Work task
Reproduce the lines below word for word, omitting any pictures from your reply.
━━━━━ Recorded data
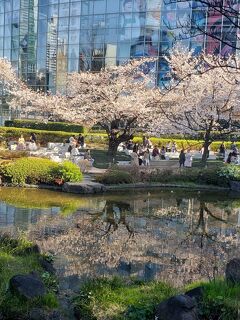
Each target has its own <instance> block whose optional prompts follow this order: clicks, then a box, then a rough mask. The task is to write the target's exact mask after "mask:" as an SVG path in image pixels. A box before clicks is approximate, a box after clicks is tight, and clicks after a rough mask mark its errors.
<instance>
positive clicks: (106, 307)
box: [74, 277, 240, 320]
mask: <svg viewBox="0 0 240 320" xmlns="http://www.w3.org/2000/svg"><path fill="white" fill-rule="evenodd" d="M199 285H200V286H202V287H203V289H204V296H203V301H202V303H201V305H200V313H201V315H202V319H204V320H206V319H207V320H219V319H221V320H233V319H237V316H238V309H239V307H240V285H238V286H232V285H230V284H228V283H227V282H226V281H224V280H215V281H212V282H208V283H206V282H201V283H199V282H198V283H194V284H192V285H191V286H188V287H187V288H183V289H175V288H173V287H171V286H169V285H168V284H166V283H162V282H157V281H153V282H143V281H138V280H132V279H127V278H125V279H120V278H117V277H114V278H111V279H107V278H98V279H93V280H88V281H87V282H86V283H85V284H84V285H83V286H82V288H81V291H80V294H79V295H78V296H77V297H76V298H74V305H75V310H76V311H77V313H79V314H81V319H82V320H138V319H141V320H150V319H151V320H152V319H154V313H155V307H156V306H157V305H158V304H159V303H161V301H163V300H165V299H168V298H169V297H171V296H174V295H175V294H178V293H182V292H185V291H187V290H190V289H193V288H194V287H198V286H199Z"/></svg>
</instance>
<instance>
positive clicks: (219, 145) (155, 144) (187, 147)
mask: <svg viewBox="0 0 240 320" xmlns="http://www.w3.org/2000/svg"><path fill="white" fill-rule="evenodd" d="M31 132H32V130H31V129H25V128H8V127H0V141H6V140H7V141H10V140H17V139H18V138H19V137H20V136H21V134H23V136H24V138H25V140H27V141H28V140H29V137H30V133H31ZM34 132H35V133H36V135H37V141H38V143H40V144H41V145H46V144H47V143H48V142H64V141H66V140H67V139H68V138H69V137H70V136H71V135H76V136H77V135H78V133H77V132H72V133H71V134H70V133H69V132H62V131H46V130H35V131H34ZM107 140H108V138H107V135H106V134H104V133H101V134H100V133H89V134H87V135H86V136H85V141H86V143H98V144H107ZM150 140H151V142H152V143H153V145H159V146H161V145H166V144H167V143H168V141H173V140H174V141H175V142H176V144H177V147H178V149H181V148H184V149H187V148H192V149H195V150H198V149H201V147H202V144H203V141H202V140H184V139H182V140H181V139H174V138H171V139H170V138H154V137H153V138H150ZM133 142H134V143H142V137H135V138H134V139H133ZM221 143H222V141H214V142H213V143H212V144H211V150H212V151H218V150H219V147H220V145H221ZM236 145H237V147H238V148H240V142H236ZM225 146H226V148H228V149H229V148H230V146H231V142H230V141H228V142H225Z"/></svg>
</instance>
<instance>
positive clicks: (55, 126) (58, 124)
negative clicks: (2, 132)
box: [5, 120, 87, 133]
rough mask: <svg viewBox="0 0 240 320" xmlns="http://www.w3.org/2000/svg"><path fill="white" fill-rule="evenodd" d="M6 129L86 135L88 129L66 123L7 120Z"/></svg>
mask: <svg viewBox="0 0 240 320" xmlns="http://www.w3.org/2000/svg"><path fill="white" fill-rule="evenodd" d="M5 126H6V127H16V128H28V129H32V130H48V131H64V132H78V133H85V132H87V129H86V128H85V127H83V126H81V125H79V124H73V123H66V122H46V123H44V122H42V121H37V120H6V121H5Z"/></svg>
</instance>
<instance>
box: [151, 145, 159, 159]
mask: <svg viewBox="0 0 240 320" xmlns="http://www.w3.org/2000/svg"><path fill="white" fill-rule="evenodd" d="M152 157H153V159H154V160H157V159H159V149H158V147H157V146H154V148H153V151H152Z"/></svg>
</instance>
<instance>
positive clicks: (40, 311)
━━━━━━━━━━
Written answer
Each target has its own <instance> block whose optional prompts follow this order: clicks, then a box, then a rough mask. The task is to write the target's exact mask after "mask:" as an SVG path in image pixels. A box before clicks is approximate, a box after clicks is tight, and clicks after a rough mask mark its errors.
<instance>
positive clicks: (106, 307)
box: [74, 277, 240, 320]
mask: <svg viewBox="0 0 240 320" xmlns="http://www.w3.org/2000/svg"><path fill="white" fill-rule="evenodd" d="M199 285H200V286H202V287H203V289H204V296H203V301H202V303H201V305H200V313H201V315H202V319H204V320H206V319H207V320H219V319H221V320H233V319H237V316H238V309H239V307H240V285H238V286H232V285H230V284H228V283H227V282H226V281H224V280H215V281H212V282H208V283H206V282H201V283H199V282H198V283H194V284H192V285H191V286H188V287H187V288H183V289H175V288H173V287H171V286H169V285H168V284H166V283H162V282H157V281H153V282H143V281H138V280H132V279H127V278H125V279H120V278H117V277H114V278H111V279H107V278H98V279H93V280H88V281H87V282H86V283H85V284H84V285H83V286H82V288H81V291H80V294H79V295H78V296H77V297H76V298H74V305H75V310H76V311H77V313H79V314H81V319H82V320H138V319H141V320H150V319H151V320H152V319H154V313H155V307H156V306H157V305H158V304H159V303H161V301H163V300H165V299H168V298H169V297H171V296H174V295H175V294H178V293H182V292H185V291H187V290H190V289H193V288H194V287H198V286H199Z"/></svg>
</instance>
<instance>
positive clicks: (219, 145) (155, 144) (187, 147)
mask: <svg viewBox="0 0 240 320" xmlns="http://www.w3.org/2000/svg"><path fill="white" fill-rule="evenodd" d="M31 132H32V130H31V129H25V128H8V127H0V141H6V140H7V141H10V140H17V139H18V138H19V137H20V136H21V134H23V136H24V138H25V140H27V141H28V140H29V137H30V133H31ZM34 132H35V133H36V135H37V141H38V143H40V144H41V145H46V144H47V143H48V142H64V141H66V140H67V139H68V138H69V137H70V136H71V135H76V136H77V135H78V133H77V132H72V133H71V134H70V133H69V132H62V131H46V130H35V131H34ZM107 140H108V138H107V135H106V134H104V133H101V134H100V133H89V134H87V135H86V136H85V141H86V143H98V144H107ZM150 140H151V142H152V143H153V145H159V146H161V145H166V144H167V143H168V141H173V140H174V141H175V142H176V144H177V147H178V149H181V148H184V149H187V148H192V149H195V150H198V149H201V147H202V144H203V141H202V140H184V139H182V140H181V139H174V138H171V139H170V138H154V137H153V138H150ZM133 142H134V143H142V137H135V138H134V139H133ZM221 143H222V141H214V142H213V143H212V144H211V150H212V151H218V150H219V147H220V145H221ZM236 145H237V147H238V148H240V142H236ZM225 146H226V148H228V149H229V148H230V146H231V142H230V141H228V142H225Z"/></svg>
</instance>
<instance>
positive clicks: (55, 126) (58, 124)
negative clicks: (2, 132)
box: [5, 120, 87, 133]
rough mask: <svg viewBox="0 0 240 320" xmlns="http://www.w3.org/2000/svg"><path fill="white" fill-rule="evenodd" d="M6 129L86 135L88 129L66 123L7 120Z"/></svg>
mask: <svg viewBox="0 0 240 320" xmlns="http://www.w3.org/2000/svg"><path fill="white" fill-rule="evenodd" d="M5 126H6V127H16V128H28V129H32V130H48V131H64V132H78V133H85V132H87V129H86V128H85V127H83V126H81V125H79V124H73V123H66V122H46V123H44V122H42V121H37V120H6V121H5Z"/></svg>
</instance>
<instance>
box: [151, 145, 159, 159]
mask: <svg viewBox="0 0 240 320" xmlns="http://www.w3.org/2000/svg"><path fill="white" fill-rule="evenodd" d="M152 157H153V159H154V160H157V159H159V149H158V147H157V146H154V148H153V151H152Z"/></svg>
</instance>
<instance>
positive clicks: (40, 311)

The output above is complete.